Amor, dignidad, ternura: la sociedad ya ha cruzado la puerta
“Hablar de la muerte ayuda a vivir mejor y a morir mejor”. Esta frase la podría pronunciar cualquiera que hubiera tratado, convivido o afrontado la muerte, pero en este caso la pronunciaba una pediatra. Así de crudo. Una pediatra que explicaba con dulzura y crudeza a partes iguales la posibilidad, como profesional, de pasar o no pasar “la puerta”; la puerta de los pacientes pediátricos en paliativos. Porque detrás de esa puerta está la pregunta. Y todos tenemos la misma pregunta y la misma puerta.

MATERIAL:

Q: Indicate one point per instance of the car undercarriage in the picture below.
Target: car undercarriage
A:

--

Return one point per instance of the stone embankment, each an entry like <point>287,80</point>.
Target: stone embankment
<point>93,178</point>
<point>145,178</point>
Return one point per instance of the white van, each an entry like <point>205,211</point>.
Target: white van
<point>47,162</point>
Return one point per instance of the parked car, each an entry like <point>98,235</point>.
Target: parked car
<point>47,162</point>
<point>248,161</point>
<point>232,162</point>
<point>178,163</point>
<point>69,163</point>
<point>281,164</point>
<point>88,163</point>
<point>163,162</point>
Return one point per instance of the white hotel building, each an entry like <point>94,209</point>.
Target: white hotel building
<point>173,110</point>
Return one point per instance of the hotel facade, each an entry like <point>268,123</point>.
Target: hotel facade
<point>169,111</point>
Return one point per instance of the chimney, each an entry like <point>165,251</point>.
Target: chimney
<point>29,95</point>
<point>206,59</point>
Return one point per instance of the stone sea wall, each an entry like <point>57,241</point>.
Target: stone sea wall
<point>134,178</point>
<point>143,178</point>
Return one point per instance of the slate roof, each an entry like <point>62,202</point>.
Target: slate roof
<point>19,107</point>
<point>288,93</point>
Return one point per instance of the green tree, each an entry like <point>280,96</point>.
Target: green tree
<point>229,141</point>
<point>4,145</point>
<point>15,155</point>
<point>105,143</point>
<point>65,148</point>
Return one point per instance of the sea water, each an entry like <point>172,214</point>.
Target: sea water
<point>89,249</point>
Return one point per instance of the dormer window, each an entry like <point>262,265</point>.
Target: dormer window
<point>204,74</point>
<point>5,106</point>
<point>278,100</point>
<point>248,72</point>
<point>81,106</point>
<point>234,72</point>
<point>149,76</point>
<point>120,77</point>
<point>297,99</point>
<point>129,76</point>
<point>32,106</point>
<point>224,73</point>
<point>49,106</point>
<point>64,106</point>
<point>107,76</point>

EJERCICIOS PROPUESTOS:
(1) Extrae del texto sobre los cuidados paliativos pediátricos el fragmento que empieza con "Amor, dignidad, ternura: la" y continúa hasta "la misma puerta.", sin cambiar nada.
(2) Continúa el texto sobre la muerte y los cuidados paliativos pediátricos a partir de su última oración.

SOLUCIONARIO:
(1)
Amor, dignidad, ternura: la sociedad ya ha cruzado la puerta
“Hablar de la muerte ayuda a vivir mejor y a morir mejor”. Esta frase la podría pronunciar cualquiera que hubiera tratado, convivido o afrontado la muerte, pero en este caso la pronunciaba una pediatra. Así de crudo. Una pediatra que explicaba con dulzura y crudeza a partes iguales la posibilidad, como profesional, de pasar o no pasar “la puerta”; la puerta de los pacientes pediátricos en paliativos. Porque detrás de esa puerta está la pregunta. Y todos tenemos la misma pregunta y la misma puerta.

(2)
Las encuestas desde hace casi una década revelan que más de un 80% de los ciudadanos españoles, haciéndose la pregunta, llegan a la conclusión de que estarían a favor de la práctica de la eutanasia en el caso de los pacientes terminales y más de un 65% en el caso de pacientes crónicos graves e irreversibles. Incluso los declarados votantes conservadores apoyarían en más de un 60% esta medida. Entonces viene la siguiente pregunta: ¿Por qué seguimos sin regular el derecho a morir dignamente y en libertad? ¿Por qué si la sociedad ha sido capaz de traspasar la puerta, con madurez y con respeto, los poderes públicos no han sido capaces de dar respuesta a esa madurez que como sociedad hemos alcanzado en torno a la muerte?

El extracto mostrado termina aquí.